What this task involves:
Please return only the lines from the one holding "like [(316, 217)]." through the one holding "like [(305, 249)].", exactly as they appear in the records below, both ends included.

Provided records:
--

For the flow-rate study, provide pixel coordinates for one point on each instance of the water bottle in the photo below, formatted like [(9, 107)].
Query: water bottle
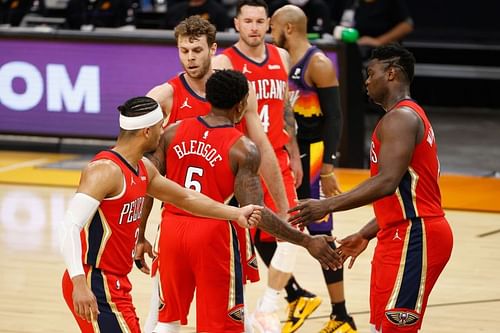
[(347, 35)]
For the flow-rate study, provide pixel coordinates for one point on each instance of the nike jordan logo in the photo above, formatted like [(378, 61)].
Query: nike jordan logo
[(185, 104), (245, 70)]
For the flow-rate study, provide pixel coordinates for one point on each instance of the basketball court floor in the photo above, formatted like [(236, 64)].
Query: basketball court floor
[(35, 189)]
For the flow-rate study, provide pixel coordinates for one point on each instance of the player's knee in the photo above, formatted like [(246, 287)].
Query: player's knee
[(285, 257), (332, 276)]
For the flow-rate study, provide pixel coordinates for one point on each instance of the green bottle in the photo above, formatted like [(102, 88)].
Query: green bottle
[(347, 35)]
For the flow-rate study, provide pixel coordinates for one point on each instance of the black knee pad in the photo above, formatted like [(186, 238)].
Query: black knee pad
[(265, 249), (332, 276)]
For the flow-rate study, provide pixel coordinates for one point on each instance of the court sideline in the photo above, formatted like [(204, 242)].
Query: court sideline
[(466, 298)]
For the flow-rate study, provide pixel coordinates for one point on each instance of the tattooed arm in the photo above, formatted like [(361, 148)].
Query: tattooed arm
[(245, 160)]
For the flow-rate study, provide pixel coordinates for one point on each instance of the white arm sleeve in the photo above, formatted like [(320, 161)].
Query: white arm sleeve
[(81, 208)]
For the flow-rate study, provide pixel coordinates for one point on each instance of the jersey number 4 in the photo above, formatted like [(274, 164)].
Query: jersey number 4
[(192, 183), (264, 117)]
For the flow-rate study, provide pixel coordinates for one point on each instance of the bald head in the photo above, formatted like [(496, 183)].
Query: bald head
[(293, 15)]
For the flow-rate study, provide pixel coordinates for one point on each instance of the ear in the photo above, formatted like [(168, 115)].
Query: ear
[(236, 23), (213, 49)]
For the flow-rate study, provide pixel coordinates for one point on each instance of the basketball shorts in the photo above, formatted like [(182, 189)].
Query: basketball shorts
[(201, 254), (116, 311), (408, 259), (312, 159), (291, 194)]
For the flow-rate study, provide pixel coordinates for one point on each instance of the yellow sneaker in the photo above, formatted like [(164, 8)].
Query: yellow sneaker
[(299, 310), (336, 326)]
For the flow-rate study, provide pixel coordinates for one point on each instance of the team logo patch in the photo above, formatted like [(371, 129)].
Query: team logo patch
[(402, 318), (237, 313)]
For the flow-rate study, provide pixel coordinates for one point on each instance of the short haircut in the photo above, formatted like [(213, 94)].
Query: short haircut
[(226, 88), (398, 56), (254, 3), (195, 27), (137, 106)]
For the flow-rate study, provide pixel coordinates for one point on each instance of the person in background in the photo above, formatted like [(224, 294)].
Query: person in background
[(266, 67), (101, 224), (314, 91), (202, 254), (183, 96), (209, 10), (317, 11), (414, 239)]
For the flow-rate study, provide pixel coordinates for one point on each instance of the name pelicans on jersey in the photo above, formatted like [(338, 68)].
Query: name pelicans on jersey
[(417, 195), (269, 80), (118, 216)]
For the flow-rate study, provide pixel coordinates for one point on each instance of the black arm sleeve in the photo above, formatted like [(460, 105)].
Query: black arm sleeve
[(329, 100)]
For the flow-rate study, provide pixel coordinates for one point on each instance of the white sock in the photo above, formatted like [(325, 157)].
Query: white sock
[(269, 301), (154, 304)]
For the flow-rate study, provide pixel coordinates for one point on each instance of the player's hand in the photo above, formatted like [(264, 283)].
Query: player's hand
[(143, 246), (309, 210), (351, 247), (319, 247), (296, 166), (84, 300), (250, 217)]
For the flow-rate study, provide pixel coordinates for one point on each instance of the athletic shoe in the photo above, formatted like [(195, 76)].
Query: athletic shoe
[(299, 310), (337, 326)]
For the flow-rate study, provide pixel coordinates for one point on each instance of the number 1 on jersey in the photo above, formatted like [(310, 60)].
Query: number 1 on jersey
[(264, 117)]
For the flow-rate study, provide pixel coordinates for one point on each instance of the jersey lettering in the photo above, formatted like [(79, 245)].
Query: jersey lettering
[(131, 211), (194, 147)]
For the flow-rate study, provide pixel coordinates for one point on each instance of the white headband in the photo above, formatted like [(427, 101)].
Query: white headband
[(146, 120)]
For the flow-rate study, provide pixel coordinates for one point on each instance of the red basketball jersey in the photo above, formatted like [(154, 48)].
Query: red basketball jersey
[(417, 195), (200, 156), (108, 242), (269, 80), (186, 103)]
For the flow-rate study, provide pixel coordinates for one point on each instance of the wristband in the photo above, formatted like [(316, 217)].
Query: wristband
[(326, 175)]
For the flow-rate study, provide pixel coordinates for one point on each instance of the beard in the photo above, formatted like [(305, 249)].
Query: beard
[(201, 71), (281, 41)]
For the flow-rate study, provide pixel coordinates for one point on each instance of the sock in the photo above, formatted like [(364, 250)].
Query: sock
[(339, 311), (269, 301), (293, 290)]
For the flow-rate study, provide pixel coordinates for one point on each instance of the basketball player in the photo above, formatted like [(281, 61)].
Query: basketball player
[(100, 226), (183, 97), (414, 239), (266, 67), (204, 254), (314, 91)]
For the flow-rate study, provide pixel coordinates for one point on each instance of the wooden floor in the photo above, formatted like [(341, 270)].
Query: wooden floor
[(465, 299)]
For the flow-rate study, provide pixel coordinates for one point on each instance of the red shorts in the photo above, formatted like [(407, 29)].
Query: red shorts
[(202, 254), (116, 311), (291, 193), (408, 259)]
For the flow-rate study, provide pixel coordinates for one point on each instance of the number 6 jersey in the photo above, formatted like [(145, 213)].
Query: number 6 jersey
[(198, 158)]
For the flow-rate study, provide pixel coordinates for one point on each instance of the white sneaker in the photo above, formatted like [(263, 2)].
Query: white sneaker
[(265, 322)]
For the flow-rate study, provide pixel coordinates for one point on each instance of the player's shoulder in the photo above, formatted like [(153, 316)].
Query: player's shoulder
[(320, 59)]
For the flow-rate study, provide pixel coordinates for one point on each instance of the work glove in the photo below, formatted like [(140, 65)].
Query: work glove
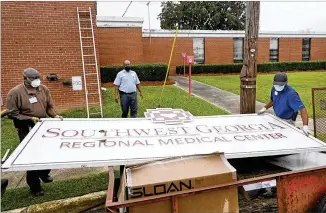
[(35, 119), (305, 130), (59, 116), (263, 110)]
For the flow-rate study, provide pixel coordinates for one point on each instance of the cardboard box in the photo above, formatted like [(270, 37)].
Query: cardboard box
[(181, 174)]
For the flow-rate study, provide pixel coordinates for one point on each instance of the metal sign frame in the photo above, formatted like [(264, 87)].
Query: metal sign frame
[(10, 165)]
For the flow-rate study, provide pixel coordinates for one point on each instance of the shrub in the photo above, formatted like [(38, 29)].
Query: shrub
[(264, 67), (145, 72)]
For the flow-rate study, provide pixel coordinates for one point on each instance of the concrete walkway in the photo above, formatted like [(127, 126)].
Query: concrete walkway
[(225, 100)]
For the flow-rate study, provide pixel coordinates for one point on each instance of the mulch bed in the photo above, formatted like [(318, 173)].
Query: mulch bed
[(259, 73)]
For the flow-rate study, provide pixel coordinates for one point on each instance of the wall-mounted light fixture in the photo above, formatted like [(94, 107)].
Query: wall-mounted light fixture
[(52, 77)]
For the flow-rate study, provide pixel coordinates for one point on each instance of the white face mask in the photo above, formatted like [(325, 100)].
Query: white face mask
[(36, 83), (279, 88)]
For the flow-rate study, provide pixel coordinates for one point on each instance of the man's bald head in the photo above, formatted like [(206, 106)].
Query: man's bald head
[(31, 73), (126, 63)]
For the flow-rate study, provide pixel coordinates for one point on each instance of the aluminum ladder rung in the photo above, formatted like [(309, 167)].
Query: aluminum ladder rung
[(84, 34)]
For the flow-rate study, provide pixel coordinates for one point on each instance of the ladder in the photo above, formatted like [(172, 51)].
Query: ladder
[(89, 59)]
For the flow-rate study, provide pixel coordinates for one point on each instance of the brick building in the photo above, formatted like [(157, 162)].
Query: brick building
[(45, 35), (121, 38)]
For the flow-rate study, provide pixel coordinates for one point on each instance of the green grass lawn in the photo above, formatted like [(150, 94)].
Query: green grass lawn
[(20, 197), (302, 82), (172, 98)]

--

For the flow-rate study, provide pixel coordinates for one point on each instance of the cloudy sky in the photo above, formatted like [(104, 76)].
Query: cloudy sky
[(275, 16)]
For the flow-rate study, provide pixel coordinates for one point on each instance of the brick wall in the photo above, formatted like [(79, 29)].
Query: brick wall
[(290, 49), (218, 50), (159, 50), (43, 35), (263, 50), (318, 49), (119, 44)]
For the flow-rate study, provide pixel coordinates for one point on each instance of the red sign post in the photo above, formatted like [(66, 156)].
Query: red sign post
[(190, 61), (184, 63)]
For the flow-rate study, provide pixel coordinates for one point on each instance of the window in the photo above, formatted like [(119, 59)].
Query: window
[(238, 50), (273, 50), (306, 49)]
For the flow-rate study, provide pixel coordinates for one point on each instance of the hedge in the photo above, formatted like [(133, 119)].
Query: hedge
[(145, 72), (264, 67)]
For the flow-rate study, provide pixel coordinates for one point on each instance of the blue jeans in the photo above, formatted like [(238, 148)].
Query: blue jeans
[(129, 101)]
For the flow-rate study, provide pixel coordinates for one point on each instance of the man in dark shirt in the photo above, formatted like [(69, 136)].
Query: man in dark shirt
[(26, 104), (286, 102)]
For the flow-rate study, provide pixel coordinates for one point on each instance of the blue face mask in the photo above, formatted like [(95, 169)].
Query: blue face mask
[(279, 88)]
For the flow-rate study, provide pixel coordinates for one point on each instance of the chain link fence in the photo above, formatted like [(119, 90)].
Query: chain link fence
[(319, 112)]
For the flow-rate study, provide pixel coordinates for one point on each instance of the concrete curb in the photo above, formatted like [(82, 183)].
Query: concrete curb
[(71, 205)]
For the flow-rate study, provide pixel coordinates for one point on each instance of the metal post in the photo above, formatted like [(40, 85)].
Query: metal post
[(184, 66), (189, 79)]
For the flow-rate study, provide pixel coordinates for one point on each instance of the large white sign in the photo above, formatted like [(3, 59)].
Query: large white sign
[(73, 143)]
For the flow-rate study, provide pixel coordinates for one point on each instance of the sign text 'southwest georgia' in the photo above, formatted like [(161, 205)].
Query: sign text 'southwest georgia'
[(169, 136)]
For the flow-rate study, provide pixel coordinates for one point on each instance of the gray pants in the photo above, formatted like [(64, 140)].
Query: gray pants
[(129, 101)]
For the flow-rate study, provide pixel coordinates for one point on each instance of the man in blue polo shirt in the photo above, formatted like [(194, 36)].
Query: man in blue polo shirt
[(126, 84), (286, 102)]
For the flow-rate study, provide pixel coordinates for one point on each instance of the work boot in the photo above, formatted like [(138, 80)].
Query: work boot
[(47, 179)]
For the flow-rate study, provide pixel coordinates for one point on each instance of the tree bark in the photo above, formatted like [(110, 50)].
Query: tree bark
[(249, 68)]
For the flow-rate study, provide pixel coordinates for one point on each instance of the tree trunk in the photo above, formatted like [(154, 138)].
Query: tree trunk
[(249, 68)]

--

Response box:
For the flow-rate study, provide pixel coordinates for one point on each instance of the wristband in the photo above, formatted like [(316, 217)].
Query: wristband
[(326, 175)]
For the flow-rate study, provide pixel coordinates for one point on each instance of the beard in the photo above, formatted like [(305, 249)].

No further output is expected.